■ YOUR INSTRUCTIONS:
Print, without any alteration, the part of the records that opens with the line containing "Task: locate the hiking" and closes with the line containing "[(339, 544)]", including both of those lines and nothing else.

[Position annotation records]
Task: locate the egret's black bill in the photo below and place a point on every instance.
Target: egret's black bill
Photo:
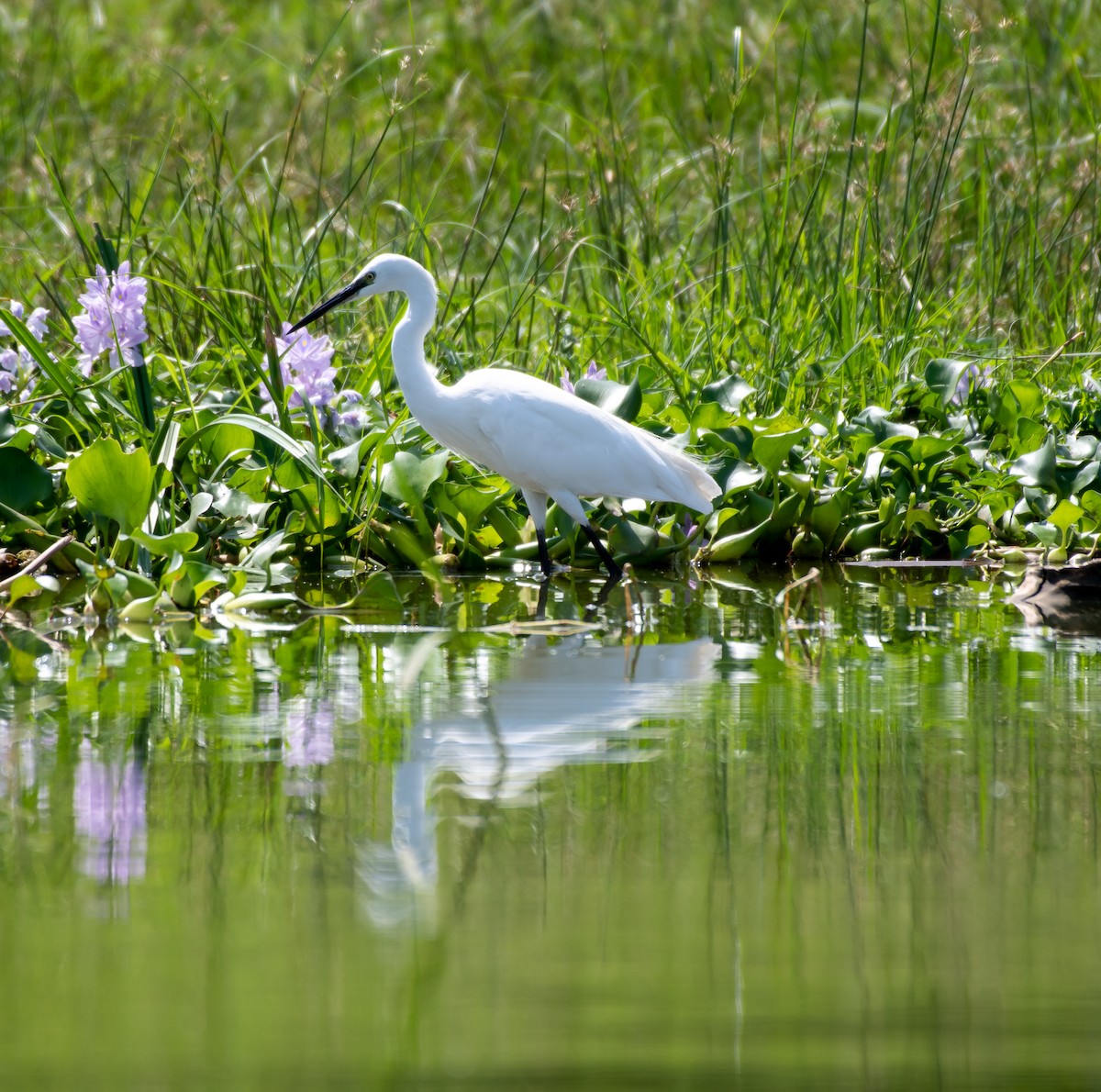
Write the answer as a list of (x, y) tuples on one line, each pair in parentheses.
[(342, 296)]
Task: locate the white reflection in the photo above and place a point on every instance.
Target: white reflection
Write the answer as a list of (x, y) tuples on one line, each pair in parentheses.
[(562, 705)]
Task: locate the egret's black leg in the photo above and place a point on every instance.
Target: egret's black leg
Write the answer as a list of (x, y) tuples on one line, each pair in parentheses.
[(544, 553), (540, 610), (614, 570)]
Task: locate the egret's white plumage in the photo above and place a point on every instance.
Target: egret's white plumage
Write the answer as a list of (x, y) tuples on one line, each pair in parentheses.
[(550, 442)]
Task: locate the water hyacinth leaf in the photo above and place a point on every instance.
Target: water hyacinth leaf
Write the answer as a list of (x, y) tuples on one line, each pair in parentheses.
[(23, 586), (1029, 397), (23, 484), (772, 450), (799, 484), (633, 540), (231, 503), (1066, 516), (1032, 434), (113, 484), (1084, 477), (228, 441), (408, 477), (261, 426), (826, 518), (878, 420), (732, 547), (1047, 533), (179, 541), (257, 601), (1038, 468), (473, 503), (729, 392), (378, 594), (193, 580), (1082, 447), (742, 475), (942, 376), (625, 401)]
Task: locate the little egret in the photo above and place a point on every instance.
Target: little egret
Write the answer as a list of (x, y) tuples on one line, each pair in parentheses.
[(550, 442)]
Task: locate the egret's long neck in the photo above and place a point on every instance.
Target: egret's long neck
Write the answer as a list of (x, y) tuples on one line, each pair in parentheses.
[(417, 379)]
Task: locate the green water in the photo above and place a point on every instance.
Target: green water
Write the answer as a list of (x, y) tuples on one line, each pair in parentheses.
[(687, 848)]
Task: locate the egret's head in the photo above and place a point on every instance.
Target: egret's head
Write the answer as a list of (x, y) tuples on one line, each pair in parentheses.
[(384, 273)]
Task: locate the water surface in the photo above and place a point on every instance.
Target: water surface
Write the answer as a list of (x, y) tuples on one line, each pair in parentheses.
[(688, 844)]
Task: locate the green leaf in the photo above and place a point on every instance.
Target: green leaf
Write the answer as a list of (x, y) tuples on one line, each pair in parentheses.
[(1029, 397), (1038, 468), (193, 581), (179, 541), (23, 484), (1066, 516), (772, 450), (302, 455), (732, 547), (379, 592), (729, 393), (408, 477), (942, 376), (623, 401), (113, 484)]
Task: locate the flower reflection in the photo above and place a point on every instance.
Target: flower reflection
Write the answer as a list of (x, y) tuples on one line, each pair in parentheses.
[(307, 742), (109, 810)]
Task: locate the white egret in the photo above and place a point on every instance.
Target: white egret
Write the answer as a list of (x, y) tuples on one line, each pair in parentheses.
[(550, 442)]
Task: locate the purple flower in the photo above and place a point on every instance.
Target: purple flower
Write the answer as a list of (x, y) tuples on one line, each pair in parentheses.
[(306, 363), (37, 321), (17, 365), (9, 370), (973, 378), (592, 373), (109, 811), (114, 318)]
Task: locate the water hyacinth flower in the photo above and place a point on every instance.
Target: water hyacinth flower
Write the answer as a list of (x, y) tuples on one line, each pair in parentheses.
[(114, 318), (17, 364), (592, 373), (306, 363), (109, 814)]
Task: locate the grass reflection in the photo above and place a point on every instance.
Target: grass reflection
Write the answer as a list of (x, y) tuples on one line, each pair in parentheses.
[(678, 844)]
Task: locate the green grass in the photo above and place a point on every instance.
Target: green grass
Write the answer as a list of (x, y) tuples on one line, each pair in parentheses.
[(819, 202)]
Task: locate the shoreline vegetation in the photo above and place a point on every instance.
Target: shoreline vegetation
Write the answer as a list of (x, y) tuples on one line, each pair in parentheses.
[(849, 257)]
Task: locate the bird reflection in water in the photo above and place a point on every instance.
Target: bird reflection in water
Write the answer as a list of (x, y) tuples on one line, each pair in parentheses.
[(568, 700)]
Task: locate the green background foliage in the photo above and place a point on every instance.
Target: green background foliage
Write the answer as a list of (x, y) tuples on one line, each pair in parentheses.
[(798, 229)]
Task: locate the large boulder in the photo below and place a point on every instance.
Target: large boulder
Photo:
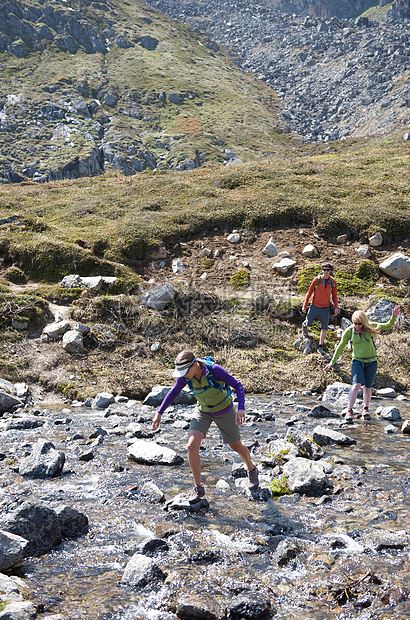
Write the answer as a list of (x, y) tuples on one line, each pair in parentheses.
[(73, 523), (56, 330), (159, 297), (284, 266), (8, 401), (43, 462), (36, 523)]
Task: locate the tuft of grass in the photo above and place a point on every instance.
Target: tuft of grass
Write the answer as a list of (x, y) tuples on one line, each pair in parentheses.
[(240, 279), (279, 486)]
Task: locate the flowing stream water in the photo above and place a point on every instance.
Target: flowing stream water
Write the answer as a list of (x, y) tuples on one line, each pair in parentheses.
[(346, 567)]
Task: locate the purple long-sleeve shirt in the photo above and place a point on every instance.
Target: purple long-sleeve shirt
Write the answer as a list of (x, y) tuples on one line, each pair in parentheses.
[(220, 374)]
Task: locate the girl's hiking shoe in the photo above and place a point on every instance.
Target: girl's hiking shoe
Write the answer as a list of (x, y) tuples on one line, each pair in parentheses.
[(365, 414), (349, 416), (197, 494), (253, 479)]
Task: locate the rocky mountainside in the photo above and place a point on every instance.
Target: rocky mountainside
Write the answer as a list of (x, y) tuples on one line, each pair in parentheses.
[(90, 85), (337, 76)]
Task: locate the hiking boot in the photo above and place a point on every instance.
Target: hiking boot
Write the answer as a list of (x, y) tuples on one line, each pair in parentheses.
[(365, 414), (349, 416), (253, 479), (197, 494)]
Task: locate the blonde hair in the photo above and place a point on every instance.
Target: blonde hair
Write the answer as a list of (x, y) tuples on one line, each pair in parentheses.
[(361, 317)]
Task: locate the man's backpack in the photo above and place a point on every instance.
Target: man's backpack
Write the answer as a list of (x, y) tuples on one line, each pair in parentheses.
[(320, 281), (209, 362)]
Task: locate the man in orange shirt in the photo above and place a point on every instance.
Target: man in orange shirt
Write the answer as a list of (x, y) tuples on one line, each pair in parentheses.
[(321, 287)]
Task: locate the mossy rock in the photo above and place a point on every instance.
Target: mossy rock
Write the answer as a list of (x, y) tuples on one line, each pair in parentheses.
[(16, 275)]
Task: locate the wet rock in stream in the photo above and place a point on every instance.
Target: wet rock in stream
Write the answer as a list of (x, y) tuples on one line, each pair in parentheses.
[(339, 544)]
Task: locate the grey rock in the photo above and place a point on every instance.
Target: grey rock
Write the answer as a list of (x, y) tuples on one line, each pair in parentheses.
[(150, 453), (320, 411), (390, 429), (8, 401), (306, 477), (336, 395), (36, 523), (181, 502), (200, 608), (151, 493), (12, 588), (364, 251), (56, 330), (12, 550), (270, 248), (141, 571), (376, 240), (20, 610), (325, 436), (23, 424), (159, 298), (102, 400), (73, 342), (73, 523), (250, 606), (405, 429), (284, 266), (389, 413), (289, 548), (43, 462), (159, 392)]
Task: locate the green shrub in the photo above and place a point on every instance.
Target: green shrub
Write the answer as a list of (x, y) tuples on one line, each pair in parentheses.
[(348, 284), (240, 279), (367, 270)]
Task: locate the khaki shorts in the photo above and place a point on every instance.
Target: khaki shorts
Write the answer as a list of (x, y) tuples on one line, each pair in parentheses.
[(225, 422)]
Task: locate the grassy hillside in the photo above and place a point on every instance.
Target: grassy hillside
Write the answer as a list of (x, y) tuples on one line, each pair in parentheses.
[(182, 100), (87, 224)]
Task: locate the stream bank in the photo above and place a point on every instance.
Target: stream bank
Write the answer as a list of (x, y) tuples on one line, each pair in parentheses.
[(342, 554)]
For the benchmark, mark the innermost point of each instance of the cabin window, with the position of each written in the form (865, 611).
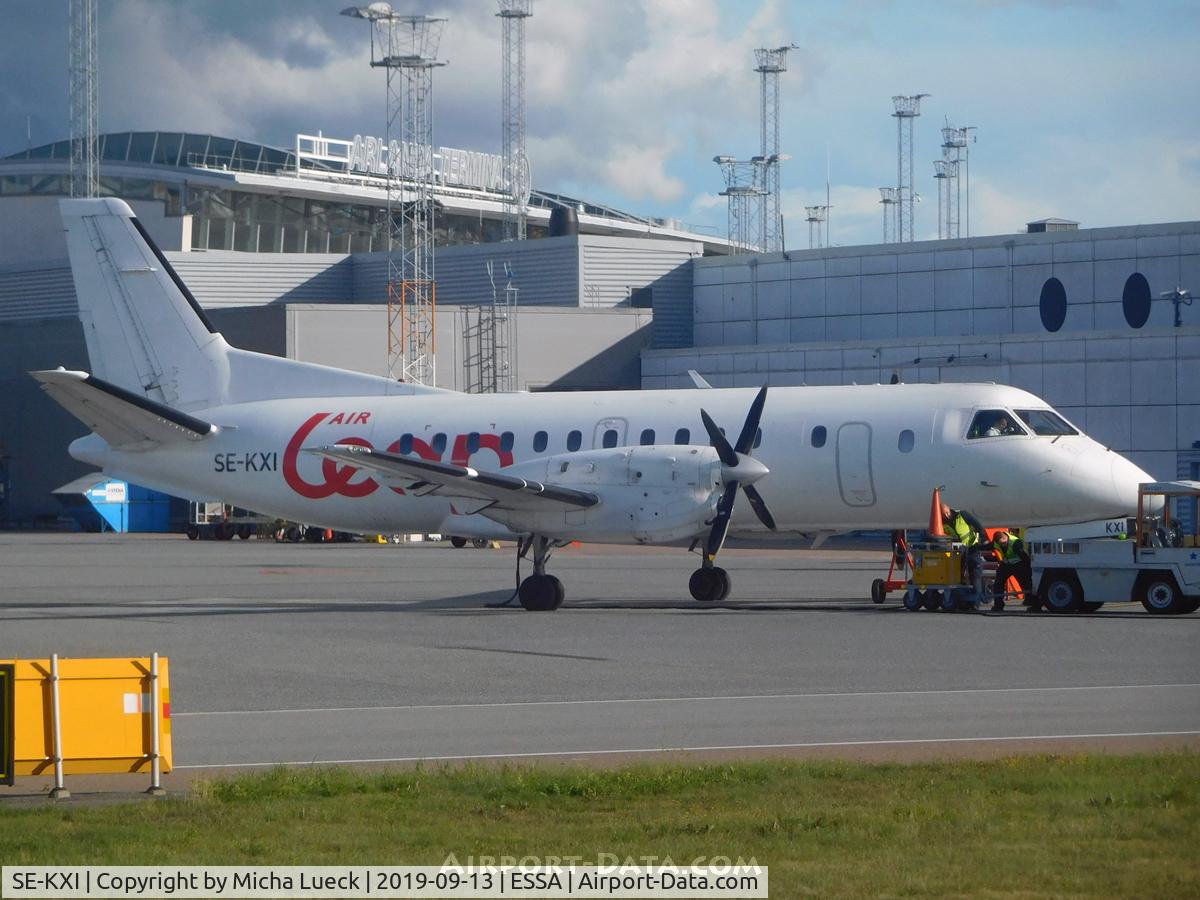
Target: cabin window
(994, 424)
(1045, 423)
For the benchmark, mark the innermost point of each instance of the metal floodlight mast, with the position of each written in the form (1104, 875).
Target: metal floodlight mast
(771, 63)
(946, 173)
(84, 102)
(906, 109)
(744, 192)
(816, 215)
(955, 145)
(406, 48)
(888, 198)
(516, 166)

■ OUTPUT OF THE TASK:
Task: locate the hiking boot in the photo above and place a point on every instance.
Target: hiking boot
Write the answer as a list of (x, y) tuples on one line, each pair in parentheses.
[(365, 414), (349, 416), (253, 479), (197, 494)]
Task: locate the blonde hair in the photo above and place a point on every instance.
Target: blonde hair
Write the answer as a list of (x, y) tuples on one line, each pair in parentheses.
[(361, 317)]
Task: locate the man's backpack in the photo above and place a point on every instance.
Target: man's backpack
Write the answer as a list of (x, y) tuples on one line, each pair in parentheses.
[(320, 281), (209, 362)]
Task: locate the man in orange shirt in the photo above and place a point on every instance.
Target: man in orange shirt
Write the answer as a list of (x, y) tuples on one line, each pair in parentheses.
[(321, 287)]
Task: locate the mossy rock in the photo above and place a point on every instance.
Target: mossy rock
Write the answer as a list of (x, y) tuples on one line, each pair in parentheses.
[(16, 275)]
Task: locate the wet rock in stream in the photo above and place a point on every instance.
Target: wet rock in stream
Write the answer as a list of (x, y) tuples on one line, each pair in parentheses.
[(339, 544)]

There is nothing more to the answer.